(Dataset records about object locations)
_____
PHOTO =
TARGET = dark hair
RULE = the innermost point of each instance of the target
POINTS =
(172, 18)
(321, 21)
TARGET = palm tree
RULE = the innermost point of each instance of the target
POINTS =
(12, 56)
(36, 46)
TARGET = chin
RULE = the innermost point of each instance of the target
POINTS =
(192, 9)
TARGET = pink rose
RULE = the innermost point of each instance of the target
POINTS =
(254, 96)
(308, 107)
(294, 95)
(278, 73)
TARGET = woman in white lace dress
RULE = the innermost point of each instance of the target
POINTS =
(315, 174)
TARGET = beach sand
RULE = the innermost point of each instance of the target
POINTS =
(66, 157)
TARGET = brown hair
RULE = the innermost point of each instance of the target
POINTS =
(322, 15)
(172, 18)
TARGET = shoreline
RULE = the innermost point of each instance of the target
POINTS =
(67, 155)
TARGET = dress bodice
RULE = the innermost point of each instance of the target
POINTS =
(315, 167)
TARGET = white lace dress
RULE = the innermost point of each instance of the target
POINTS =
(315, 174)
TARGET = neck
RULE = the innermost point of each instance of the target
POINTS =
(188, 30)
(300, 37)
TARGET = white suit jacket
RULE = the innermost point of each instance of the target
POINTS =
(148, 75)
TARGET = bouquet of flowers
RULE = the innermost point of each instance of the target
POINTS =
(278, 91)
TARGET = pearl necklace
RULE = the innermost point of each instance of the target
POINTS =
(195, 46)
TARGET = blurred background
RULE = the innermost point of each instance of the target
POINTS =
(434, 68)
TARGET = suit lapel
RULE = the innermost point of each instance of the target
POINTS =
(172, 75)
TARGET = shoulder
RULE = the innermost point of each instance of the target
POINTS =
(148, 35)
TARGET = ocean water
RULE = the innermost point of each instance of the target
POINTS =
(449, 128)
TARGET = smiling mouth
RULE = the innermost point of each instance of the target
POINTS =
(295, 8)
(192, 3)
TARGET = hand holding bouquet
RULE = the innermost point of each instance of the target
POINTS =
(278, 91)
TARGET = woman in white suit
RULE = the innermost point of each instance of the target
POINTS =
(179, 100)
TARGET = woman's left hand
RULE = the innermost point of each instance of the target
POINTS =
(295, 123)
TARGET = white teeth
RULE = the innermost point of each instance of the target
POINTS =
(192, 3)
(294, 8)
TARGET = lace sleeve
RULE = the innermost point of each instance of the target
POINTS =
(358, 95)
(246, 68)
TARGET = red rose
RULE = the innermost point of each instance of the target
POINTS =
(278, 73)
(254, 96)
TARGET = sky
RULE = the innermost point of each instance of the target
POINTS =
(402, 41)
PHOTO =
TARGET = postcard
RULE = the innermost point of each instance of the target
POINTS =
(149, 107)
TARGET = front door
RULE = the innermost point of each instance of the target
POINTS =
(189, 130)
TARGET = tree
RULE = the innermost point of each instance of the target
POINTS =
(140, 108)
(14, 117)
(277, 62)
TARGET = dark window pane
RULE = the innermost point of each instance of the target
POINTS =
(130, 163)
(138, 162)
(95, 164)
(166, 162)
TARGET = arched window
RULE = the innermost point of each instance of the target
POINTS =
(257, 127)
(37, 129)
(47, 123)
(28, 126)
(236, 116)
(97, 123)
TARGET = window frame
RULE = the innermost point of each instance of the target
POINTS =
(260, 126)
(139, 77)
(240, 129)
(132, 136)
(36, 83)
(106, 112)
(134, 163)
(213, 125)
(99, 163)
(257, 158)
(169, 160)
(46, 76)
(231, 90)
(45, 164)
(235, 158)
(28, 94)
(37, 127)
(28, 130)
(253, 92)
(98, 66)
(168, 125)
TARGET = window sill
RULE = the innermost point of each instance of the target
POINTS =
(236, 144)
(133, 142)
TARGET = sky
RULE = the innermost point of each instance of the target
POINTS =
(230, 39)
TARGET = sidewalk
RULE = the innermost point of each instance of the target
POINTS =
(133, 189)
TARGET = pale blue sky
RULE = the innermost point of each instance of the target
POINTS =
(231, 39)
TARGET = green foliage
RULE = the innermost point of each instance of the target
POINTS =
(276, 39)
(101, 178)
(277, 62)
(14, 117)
_____
TASK: Reproduce the data, keeping every line exactly the same.

FINAL RESULT:
PHOTO =
TARGET = dark hair
RULE = the innermost point of each instance of the target
POINTS =
(172, 18)
(321, 21)
TARGET = palm tree
RULE = the innermost point of each instance of the target
POINTS =
(12, 56)
(36, 46)
TARGET = chin
RULE = the innermost point of each instance of the target
POINTS =
(192, 9)
TARGET = pink rose
RULE = the innermost point of each instance of the target
POINTS =
(254, 96)
(308, 107)
(294, 95)
(278, 73)
TARGET = woman in white lace dress
RULE = the innermost point of each instance of the target
POINTS =
(315, 174)
TARGET = beach sand
RULE = the innermost point of each instance of the target
POINTS =
(66, 157)
TARGET = brown hair
RULE = the innermost point of each instance of the target
POINTS =
(322, 15)
(172, 18)
TARGET = shoreline
RULE = the innermost point of each instance of the target
POINTS =
(67, 155)
TARGET = dress bodice
RULE = the innermost point of each instance of the target
POINTS =
(315, 167)
TARGET = white lace dress
RULE = the innermost point of each instance of the target
POINTS =
(315, 174)
TARGET = neck
RULE = the innermost point of each instance of the target
POINTS =
(188, 30)
(300, 37)
TARGET = white suit jacket
RULE = the innermost point of each instance of the target
POINTS =
(148, 75)
TARGET = bouquet of flowers
RULE = the innermost point of each instance of the target
POINTS =
(278, 91)
TARGET = pearl necklace
RULE = the innermost point of each instance of the target
POINTS =
(195, 46)
TARGET = blurred background
RULE = the innermost point of each instance of the target
POINTS =
(434, 68)
TARGET = suit lapel
RULE = the innermost point of each instance of the target
POINTS =
(172, 75)
TARGET = shoulder
RULE = the innermost point of each instance of the target
POINTS =
(148, 35)
TARGET = ocean water
RULE = the innermost point of each instance of the target
POINTS =
(449, 128)
TARGET = smiling mouth
RULE = the innermost point of each instance of the target
POINTS =
(295, 8)
(192, 3)
TARGET = hand holding bouquet
RULE = the innermost point of each instance of the target
POINTS =
(278, 91)
TARGET = woman in white suit
RULE = the innermost point of each instance of the target
POINTS =
(179, 100)
TARGET = woman's left hand
RULE = the innermost point of each instance of the target
POINTS =
(295, 123)
TARGET = white teeth
RULE = the innermost point of each instance of the target
POINTS =
(192, 3)
(294, 8)
TARGET = lace sleeve
RULE = the innermost point of each instance of the target
POINTS =
(358, 95)
(246, 68)
TARGET = red rose
RULE = the innermost point of each instance of the target
POINTS =
(278, 73)
(254, 96)
TARGET = sky
RULE = the innermost point of each instance of the target
POINTS =
(402, 41)
PHOTO =
TARGET = postcard
RULE = the innermost point of each instance of the target
POINTS =
(149, 107)
TARGET = front door
RULE = the innermost point of each instance of the target
POINTS =
(189, 130)
TARGET = tree
RULE = the innermost point of each instance of the target
POINTS =
(140, 108)
(14, 117)
(277, 62)
TARGET = dark window pane
RULE = the innermost point of each instance of the target
POINTS =
(130, 163)
(138, 162)
(95, 164)
(166, 162)
TARGET = arched window
RULE = the innermost point of each instance of the target
POINTS =
(257, 127)
(37, 129)
(47, 123)
(28, 126)
(236, 116)
(97, 123)
TARGET = window frame
RULE = the innermost point of each instance of the target
POINTS =
(260, 126)
(139, 77)
(240, 129)
(132, 136)
(36, 83)
(106, 112)
(134, 163)
(213, 125)
(99, 163)
(257, 158)
(169, 160)
(46, 76)
(231, 90)
(45, 164)
(235, 158)
(28, 94)
(37, 127)
(28, 130)
(253, 92)
(98, 66)
(168, 125)
TARGET = window sill
RULE = the innermost point of each instance of the target
POINTS =
(236, 144)
(133, 142)
TARGET = sky
RULE = the innermost point of each instance of the target
POINTS =
(230, 39)
TARGET = sidewalk
RULE = the innermost point of each instance of the target
POINTS =
(133, 189)
TARGET = pale blue sky
RULE = the innermost point of each instance of the target
POINTS =
(231, 39)
TARGET = green foliage
RULE = the innermost point of each instance of the target
POINTS =
(276, 39)
(101, 178)
(277, 62)
(14, 117)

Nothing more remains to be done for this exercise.